SUMBER »
---------------

Anda kurang puas dengan istri Anda yang kurang pandai mengurus rumah dan kurang sabar? Tidak usah berkecil hati, karena ia begitu cantik rupawan.
Anda berkecil hati karena istri Anda kurang cantik? Segera besarkan hati Anda, karena ternyata istri Anda subur sehingga Anda mendapatkan karunia keturunan yang shalih dan shalihah. Coba Anda bayangkan, betapa besar penderitaan Anda bila Anda menikahi wanita cantik akan tetapi mandul.
 Demikianlah seterusnya.
Tidak etis dan tidak manusiawi bila Anda hanya pandai mengorek kekurangan istri, namun Anda tidak mahir dalam menemukan kelebihan-kelebihannya. Buktikan Saudaraku, bahwa Anda benar-benar seorang suami yang berjiwa besar, sehingga Anda peka dan lihai dalam membaca kelebihan pasangan Anda.

---------------

DATA TERCATAT »
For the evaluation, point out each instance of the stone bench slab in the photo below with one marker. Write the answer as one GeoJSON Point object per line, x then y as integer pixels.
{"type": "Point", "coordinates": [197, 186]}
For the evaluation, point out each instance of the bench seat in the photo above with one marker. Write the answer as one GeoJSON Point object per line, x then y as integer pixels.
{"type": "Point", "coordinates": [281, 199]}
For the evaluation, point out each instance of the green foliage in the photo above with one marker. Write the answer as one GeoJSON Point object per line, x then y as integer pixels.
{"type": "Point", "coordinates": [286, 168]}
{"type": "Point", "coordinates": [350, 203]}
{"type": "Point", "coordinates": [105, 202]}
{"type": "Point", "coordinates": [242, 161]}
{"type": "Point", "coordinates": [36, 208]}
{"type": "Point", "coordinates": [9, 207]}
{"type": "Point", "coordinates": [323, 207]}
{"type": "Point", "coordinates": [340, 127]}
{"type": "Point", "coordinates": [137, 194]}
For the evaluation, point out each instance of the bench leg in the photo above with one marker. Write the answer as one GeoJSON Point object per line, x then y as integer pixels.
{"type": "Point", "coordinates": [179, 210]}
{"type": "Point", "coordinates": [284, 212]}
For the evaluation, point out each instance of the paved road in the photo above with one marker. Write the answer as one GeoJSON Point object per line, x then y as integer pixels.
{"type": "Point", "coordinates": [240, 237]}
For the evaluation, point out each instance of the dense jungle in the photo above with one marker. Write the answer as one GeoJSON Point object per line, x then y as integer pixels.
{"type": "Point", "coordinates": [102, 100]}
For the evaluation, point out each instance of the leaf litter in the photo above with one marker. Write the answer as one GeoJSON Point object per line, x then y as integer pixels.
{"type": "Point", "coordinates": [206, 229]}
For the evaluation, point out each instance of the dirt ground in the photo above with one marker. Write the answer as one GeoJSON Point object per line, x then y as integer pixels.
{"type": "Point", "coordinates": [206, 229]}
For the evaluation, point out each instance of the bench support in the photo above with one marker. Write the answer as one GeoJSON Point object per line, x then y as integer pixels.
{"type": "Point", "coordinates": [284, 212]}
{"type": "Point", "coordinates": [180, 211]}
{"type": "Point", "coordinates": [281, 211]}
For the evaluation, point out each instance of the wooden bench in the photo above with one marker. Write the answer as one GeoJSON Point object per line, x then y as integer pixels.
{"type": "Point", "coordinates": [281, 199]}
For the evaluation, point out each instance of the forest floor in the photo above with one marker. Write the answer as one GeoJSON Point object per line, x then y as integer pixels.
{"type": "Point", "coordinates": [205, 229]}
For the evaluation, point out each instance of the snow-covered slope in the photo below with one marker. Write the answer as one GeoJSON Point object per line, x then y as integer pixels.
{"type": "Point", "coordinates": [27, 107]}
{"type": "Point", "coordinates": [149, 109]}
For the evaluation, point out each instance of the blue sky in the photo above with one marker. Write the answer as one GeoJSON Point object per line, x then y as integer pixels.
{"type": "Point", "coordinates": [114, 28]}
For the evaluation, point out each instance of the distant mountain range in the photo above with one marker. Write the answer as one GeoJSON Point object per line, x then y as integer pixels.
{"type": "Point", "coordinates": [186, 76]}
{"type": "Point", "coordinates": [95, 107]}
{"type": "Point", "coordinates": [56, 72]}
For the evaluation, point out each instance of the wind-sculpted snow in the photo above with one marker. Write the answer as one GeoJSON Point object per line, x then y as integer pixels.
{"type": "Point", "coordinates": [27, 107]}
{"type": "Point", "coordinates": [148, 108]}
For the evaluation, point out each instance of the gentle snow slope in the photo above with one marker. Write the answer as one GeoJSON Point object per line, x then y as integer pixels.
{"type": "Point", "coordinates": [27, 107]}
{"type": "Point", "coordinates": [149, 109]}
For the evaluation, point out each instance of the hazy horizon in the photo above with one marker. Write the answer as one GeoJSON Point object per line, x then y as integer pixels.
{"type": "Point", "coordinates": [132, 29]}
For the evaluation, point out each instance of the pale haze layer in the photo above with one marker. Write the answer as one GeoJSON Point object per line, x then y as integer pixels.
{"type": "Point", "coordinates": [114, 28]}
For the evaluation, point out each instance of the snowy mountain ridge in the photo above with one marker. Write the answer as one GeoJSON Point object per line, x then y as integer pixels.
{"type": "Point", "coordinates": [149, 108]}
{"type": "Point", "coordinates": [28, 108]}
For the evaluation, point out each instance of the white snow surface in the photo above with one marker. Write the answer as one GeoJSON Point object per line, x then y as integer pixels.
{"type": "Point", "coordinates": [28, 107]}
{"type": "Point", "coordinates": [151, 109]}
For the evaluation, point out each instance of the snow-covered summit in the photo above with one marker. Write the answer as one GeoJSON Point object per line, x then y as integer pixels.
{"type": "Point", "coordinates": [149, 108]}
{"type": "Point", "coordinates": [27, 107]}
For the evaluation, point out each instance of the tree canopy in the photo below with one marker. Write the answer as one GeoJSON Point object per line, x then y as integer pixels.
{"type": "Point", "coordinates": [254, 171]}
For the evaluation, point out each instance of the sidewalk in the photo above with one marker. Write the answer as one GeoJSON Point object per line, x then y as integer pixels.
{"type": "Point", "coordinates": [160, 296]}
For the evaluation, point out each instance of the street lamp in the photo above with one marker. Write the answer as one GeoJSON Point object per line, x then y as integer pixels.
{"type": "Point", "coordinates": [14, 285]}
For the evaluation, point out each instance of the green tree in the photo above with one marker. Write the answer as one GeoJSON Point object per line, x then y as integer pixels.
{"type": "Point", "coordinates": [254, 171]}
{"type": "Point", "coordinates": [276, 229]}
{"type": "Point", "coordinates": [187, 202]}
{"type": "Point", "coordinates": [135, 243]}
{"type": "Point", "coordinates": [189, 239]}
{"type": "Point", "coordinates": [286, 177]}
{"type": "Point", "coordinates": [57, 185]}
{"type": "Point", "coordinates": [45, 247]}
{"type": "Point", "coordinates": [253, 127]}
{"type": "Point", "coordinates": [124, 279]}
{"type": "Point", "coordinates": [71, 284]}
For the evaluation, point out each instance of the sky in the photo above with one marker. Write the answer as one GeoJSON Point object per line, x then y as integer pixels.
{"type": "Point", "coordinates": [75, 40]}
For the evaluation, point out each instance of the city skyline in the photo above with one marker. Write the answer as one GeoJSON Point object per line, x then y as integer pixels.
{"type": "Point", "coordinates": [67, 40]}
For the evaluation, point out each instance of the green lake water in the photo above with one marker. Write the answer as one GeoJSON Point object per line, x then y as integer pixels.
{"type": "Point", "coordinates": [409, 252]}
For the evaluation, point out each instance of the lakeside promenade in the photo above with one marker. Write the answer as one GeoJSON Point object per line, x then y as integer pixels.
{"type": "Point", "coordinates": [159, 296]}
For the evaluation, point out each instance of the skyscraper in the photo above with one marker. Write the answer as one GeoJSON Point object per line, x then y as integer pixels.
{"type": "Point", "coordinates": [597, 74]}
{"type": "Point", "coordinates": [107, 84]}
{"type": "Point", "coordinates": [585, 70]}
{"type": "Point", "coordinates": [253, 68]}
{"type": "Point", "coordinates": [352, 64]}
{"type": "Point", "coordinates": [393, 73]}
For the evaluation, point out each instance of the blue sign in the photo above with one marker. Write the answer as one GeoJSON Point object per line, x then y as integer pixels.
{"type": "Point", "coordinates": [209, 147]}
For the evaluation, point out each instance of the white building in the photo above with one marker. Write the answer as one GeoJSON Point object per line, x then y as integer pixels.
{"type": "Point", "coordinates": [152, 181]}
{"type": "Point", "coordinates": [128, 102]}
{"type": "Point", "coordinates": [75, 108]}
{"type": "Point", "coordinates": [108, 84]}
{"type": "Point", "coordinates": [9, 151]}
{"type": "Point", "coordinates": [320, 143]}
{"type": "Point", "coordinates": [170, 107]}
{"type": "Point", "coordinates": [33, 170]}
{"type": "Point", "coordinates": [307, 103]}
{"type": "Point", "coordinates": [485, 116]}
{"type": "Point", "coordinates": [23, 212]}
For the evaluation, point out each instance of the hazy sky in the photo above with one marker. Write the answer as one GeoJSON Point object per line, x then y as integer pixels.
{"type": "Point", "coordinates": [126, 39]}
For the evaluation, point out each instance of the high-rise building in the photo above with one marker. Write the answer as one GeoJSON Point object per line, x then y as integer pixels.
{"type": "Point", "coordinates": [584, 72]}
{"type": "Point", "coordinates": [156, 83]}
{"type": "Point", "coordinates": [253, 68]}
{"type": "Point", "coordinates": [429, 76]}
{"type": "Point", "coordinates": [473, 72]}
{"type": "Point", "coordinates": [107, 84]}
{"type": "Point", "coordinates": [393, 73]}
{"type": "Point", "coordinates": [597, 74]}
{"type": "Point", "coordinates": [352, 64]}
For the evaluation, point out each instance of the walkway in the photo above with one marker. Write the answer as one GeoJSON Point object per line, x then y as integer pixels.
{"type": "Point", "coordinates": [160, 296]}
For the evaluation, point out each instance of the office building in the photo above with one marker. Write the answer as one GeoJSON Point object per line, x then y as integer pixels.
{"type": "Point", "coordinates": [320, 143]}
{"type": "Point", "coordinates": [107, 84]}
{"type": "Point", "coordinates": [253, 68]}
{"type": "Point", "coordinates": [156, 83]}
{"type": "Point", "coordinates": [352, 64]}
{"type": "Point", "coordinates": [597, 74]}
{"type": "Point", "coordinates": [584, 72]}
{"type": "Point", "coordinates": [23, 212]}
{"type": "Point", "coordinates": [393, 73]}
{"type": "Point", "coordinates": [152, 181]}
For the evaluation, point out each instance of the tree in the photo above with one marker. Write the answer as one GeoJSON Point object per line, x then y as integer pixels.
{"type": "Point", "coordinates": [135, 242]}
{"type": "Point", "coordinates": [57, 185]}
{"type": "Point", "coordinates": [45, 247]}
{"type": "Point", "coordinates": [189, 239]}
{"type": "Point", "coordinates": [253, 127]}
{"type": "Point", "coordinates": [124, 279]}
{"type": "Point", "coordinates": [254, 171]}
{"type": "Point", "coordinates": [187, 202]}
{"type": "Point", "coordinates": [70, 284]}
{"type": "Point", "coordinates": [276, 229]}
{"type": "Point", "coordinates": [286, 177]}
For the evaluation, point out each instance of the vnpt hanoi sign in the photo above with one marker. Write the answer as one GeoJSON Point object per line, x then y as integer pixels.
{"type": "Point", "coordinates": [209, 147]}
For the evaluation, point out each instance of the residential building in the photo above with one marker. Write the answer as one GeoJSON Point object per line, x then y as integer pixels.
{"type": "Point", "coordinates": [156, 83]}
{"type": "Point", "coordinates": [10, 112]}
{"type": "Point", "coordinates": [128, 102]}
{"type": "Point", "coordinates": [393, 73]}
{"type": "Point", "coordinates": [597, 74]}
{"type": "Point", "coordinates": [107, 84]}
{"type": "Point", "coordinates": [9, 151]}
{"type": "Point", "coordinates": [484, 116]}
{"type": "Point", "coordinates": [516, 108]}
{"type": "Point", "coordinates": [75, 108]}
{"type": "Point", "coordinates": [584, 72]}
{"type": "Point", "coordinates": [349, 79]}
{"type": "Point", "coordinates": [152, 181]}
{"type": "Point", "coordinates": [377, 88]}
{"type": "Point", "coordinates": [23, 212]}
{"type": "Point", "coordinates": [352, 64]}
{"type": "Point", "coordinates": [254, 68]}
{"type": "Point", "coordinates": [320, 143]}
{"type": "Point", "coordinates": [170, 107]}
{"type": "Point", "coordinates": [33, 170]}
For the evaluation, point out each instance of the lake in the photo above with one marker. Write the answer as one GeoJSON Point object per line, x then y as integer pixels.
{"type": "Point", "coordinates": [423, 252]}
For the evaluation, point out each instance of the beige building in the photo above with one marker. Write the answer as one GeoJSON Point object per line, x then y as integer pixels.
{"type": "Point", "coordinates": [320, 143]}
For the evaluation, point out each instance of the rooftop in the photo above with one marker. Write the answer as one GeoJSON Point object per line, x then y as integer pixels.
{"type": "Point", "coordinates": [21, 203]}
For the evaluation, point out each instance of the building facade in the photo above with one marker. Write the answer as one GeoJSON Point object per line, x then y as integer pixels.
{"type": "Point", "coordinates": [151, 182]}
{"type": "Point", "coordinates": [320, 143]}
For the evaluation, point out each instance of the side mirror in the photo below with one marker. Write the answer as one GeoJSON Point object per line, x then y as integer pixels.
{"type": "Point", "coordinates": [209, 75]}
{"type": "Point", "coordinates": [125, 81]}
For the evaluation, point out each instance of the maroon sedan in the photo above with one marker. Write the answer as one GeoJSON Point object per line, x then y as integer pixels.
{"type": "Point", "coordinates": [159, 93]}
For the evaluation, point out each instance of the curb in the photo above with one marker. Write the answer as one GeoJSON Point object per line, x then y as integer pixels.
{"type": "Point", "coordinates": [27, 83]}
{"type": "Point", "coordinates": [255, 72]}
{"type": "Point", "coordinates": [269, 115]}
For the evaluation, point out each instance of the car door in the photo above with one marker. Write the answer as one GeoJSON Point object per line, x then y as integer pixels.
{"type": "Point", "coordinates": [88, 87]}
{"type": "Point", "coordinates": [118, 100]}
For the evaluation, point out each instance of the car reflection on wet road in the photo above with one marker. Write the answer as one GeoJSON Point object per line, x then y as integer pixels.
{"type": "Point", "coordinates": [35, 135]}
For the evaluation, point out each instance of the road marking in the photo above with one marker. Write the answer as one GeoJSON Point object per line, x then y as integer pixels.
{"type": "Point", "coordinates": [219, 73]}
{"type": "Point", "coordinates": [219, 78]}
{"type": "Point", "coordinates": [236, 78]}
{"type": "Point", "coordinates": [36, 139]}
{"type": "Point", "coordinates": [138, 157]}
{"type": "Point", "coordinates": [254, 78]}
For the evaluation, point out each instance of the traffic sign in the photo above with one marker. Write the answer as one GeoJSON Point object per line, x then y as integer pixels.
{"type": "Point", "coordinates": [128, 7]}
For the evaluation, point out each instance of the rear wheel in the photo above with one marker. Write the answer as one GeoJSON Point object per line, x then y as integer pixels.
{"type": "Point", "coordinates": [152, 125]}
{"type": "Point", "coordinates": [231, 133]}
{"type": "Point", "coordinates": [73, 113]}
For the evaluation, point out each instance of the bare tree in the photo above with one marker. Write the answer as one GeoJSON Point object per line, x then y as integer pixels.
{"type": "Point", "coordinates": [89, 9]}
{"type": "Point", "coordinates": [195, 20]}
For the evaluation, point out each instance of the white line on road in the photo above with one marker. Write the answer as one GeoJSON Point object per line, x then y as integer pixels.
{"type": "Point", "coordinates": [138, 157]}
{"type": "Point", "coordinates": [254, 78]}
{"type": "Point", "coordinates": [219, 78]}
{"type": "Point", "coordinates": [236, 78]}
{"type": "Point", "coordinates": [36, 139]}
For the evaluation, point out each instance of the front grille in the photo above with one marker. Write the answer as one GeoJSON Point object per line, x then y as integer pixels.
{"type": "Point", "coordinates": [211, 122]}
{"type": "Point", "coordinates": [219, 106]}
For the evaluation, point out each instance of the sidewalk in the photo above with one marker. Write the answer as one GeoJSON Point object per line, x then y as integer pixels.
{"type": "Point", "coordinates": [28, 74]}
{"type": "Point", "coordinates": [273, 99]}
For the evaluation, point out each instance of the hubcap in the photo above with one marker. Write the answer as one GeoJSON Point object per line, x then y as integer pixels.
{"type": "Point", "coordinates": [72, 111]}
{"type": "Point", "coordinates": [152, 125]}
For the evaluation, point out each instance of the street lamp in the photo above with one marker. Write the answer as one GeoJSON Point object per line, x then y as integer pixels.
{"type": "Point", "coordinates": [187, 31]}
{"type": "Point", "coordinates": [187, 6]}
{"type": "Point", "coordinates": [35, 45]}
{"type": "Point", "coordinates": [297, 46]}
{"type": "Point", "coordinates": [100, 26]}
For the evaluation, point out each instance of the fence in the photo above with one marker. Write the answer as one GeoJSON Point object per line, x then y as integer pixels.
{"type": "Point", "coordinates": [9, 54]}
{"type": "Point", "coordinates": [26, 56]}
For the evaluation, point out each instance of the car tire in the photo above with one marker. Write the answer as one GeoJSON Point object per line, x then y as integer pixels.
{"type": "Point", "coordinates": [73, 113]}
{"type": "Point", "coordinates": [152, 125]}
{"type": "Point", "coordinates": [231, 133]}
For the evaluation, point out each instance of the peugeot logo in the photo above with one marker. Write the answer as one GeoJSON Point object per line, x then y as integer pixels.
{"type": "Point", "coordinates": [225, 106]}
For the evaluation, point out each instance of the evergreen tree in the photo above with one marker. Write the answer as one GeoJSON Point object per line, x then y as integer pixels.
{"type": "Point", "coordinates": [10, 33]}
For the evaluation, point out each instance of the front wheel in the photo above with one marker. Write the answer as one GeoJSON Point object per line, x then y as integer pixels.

---------------

TUGAS DIKERJAKAN »
1. Menurut teks tentang kelebihan istri, sikap suami seperti apa yang disebut tidak etis dan tidak manusiawi?
2. Salin tanpa perubahan bagian teks tentang kelebihan istri yang diawali kata-kata "Anda berkecil hati" dan diakhiri "kelebihan pasangan Anda.".

HASIL BERURUTAN »
1. Suami yang hanya pandai mengorek kekurangan istri, tetapi tidak mahir menemukan kelebihan-kelebihannya.

2.
Anda berkecil hati karena istri Anda kurang cantik? Segera besarkan hati Anda, karena ternyata istri Anda subur sehingga Anda mendapatkan karunia keturunan yang shalih dan shalihah. Coba Anda bayangkan, betapa besar penderitaan Anda bila Anda menikahi wanita cantik akan tetapi mandul.
 Demikianlah seterusnya.
Tidak etis dan tidak manusiawi bila Anda hanya pandai mengorek kekurangan istri, namun Anda tidak mahir dalam menemukan kelebihan-kelebihannya. Buktikan Saudaraku, bahwa Anda benar-benar seorang suami yang berjiwa besar, sehingga Anda peka dan lihai dalam membaca kelebihan pasangan Anda.